▶ _Data supplied_
════════════════════

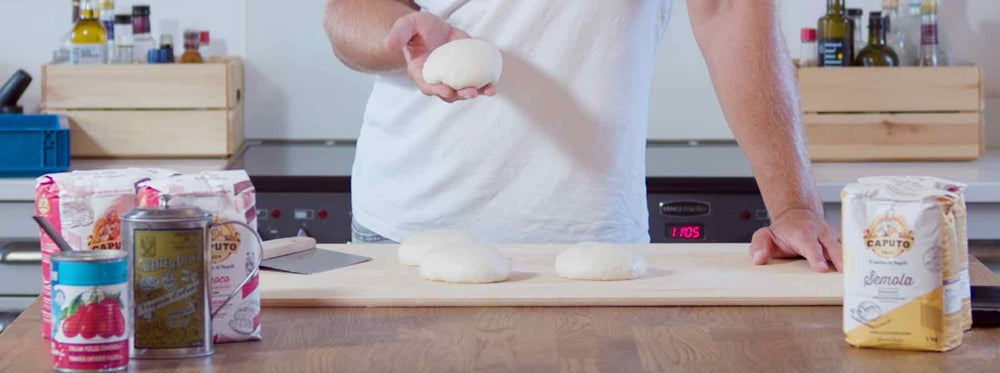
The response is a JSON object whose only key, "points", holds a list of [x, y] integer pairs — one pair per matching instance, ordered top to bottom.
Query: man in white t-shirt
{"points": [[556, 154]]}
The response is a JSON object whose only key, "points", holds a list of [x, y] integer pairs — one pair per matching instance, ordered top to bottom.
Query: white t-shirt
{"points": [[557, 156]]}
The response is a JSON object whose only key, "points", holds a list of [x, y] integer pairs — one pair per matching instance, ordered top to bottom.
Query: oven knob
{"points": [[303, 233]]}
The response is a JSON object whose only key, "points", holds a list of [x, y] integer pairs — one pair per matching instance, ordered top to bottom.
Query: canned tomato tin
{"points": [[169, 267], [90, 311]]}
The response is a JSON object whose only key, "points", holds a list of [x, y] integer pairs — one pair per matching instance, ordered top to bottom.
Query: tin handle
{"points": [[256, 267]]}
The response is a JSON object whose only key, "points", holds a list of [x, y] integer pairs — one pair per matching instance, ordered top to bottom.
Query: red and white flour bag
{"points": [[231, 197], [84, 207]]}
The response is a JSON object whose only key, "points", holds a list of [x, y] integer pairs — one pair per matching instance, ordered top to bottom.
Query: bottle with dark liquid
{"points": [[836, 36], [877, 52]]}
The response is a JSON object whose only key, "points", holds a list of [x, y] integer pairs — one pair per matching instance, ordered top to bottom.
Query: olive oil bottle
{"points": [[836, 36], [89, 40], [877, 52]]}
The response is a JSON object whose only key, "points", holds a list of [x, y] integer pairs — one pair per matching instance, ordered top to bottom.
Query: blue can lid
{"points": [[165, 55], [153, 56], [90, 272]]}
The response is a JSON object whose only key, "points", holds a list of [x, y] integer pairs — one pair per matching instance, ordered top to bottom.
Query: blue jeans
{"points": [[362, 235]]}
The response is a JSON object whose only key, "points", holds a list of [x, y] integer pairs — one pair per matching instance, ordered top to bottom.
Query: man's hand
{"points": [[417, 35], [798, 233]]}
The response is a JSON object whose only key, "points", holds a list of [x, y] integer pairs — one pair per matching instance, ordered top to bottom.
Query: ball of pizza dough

════════════════════

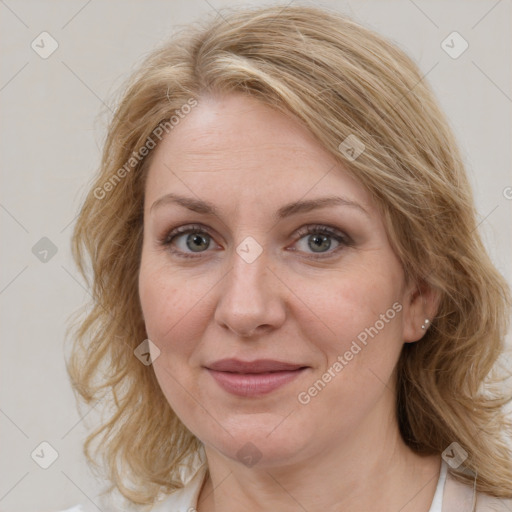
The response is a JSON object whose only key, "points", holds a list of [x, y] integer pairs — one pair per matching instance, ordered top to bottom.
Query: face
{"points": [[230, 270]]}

════════════════════

▶ _Directive_
Gather every line of the material above that contains the string "shirt".

▶ _The output_
Query: man in white t-shirt
Query: white t-shirt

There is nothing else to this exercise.